**Task directions:** Where a line of the records holds the string "white", copy that line.

**The records:**
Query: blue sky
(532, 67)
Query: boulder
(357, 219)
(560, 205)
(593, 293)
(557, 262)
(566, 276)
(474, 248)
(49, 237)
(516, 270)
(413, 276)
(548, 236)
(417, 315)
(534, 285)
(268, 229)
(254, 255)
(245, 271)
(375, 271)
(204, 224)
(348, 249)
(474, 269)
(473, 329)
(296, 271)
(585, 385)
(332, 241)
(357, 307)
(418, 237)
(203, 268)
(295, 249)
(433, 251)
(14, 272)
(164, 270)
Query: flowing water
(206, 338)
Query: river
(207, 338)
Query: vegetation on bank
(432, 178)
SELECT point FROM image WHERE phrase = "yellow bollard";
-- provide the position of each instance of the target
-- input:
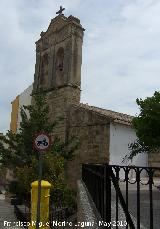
(44, 210)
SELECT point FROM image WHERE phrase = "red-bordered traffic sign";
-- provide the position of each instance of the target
(42, 141)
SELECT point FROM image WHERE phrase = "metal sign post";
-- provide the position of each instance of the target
(41, 143)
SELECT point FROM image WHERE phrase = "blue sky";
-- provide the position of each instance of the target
(121, 49)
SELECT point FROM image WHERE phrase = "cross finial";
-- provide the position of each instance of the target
(60, 10)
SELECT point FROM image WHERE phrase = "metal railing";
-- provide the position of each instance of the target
(101, 180)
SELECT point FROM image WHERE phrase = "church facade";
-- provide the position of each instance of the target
(103, 134)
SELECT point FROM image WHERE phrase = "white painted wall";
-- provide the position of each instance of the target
(24, 99)
(120, 137)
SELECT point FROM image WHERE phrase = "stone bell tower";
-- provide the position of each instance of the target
(58, 64)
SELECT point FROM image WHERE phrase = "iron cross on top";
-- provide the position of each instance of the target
(60, 10)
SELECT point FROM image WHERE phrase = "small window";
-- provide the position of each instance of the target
(60, 59)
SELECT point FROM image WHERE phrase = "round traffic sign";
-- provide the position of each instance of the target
(42, 141)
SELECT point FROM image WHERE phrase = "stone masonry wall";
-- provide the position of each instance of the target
(92, 131)
(58, 101)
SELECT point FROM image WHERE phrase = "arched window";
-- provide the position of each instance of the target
(44, 68)
(60, 59)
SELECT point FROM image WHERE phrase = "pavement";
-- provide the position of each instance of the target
(7, 217)
(144, 203)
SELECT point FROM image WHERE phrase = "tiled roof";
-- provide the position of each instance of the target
(111, 115)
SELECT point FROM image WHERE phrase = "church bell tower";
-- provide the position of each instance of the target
(58, 63)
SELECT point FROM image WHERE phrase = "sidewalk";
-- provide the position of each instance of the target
(7, 217)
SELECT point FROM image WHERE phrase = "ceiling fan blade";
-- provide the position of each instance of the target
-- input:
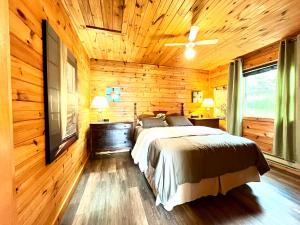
(193, 33)
(175, 44)
(207, 42)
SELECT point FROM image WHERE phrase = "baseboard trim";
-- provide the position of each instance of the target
(68, 197)
(112, 152)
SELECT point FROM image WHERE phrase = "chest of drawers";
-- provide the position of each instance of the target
(108, 137)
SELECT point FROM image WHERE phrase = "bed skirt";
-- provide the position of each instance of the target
(210, 186)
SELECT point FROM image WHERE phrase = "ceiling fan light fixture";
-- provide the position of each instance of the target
(193, 33)
(189, 53)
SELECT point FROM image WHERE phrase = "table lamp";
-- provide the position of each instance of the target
(101, 104)
(208, 103)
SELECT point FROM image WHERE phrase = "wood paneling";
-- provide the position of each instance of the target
(7, 196)
(240, 26)
(42, 191)
(151, 87)
(261, 131)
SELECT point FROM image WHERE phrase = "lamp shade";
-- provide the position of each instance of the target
(100, 103)
(208, 103)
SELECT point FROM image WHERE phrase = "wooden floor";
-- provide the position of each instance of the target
(112, 190)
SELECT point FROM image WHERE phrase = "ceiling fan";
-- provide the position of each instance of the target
(190, 51)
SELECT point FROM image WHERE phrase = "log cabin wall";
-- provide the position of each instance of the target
(151, 87)
(258, 129)
(42, 191)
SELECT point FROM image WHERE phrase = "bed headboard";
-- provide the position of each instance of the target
(135, 116)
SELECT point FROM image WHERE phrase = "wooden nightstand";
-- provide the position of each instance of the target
(109, 137)
(207, 122)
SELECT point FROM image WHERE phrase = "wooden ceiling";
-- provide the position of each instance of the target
(102, 14)
(240, 26)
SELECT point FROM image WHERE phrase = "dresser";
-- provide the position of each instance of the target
(109, 137)
(207, 122)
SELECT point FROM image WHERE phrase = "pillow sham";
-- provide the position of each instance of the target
(178, 121)
(152, 122)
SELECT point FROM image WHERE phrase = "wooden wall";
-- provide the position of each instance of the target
(151, 87)
(7, 202)
(41, 190)
(257, 129)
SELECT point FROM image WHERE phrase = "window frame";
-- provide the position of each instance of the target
(252, 72)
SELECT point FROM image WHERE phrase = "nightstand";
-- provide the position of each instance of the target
(207, 122)
(109, 137)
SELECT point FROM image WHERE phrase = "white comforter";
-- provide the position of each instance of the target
(140, 150)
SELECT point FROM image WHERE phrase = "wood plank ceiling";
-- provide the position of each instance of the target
(102, 14)
(240, 26)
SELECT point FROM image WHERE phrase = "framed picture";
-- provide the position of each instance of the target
(113, 94)
(60, 88)
(197, 96)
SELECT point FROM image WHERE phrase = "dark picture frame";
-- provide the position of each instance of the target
(60, 94)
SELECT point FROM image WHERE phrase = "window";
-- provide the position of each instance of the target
(260, 91)
(220, 97)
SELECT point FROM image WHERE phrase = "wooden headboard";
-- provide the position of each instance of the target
(135, 116)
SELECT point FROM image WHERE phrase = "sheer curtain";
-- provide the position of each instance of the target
(287, 118)
(234, 98)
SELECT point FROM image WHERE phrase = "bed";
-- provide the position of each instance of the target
(184, 163)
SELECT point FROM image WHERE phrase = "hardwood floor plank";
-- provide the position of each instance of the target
(114, 191)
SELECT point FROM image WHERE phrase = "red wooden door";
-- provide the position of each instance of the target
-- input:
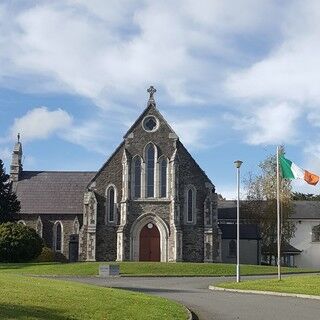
(149, 243)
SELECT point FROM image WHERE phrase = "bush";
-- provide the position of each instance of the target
(60, 257)
(19, 243)
(46, 255)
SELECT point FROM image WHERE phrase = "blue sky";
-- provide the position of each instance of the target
(234, 79)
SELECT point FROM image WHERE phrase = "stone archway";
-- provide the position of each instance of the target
(135, 233)
(149, 246)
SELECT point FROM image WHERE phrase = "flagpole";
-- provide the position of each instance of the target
(278, 216)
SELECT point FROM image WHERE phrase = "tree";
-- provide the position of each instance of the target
(9, 204)
(305, 196)
(261, 205)
(19, 243)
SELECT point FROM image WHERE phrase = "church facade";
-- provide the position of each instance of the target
(150, 201)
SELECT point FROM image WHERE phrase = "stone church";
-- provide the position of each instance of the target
(150, 201)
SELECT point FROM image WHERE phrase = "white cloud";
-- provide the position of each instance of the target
(40, 123)
(191, 131)
(202, 52)
(291, 71)
(5, 154)
(270, 124)
(104, 50)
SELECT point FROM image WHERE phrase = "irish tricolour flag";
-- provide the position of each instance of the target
(291, 171)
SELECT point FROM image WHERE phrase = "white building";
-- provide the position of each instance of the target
(306, 217)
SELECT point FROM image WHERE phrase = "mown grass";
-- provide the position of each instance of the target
(29, 298)
(309, 285)
(143, 269)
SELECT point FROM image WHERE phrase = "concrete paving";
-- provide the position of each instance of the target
(193, 292)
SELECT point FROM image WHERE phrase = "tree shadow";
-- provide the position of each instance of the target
(15, 311)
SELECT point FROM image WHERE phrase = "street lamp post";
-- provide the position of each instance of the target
(238, 164)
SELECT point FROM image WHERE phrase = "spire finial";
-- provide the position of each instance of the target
(152, 91)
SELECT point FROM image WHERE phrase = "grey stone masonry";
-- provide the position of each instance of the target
(180, 240)
(151, 180)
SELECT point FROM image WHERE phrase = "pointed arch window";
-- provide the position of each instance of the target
(190, 205)
(76, 226)
(136, 177)
(111, 204)
(232, 248)
(316, 234)
(39, 227)
(150, 169)
(163, 178)
(58, 236)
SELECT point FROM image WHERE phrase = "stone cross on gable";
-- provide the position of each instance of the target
(151, 91)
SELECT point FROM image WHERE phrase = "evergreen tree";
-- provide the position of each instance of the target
(261, 205)
(9, 204)
(305, 196)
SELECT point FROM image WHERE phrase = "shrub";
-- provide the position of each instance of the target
(18, 243)
(60, 257)
(46, 255)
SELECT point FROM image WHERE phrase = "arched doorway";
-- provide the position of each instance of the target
(149, 248)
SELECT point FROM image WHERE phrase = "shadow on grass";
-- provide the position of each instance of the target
(153, 290)
(15, 311)
(9, 265)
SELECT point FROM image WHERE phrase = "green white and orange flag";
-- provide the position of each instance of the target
(291, 171)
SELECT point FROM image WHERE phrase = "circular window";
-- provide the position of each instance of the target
(150, 123)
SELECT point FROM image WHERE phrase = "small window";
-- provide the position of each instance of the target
(163, 178)
(150, 124)
(58, 234)
(76, 226)
(137, 177)
(232, 248)
(39, 227)
(150, 159)
(111, 204)
(190, 206)
(316, 234)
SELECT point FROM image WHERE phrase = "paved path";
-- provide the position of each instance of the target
(194, 293)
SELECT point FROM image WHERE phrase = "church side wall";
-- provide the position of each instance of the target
(48, 221)
(193, 234)
(106, 234)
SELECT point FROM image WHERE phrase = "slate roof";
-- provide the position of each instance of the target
(53, 192)
(286, 248)
(227, 213)
(306, 210)
(302, 209)
(247, 231)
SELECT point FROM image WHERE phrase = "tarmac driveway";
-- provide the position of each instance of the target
(193, 292)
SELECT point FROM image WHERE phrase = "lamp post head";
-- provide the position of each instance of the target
(238, 164)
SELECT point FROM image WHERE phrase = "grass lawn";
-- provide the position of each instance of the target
(299, 284)
(143, 269)
(27, 298)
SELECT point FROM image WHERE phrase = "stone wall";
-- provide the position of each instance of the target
(48, 221)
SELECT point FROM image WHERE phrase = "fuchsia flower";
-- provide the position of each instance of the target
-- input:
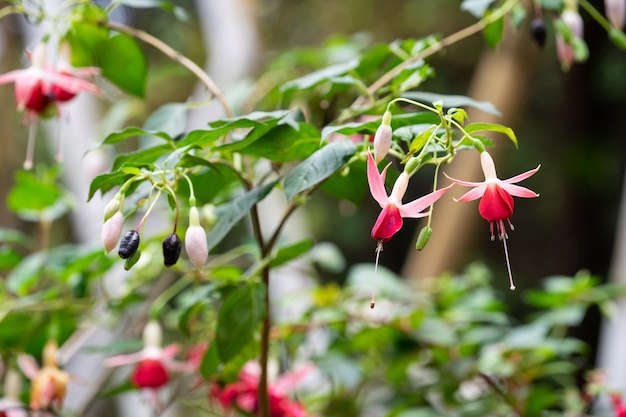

**Answer space:**
SELECT point FROM image WHERE phrase = "white painted wall";
SELECT point FROM image WHERE phrase = "white comforter";
SELECT point FROM image WHERE phrase = "white cloud";
SELECT point FROM image WHERE phrase = "white building";
SELECT point FROM image WHERE phrase = "green white and orange flag";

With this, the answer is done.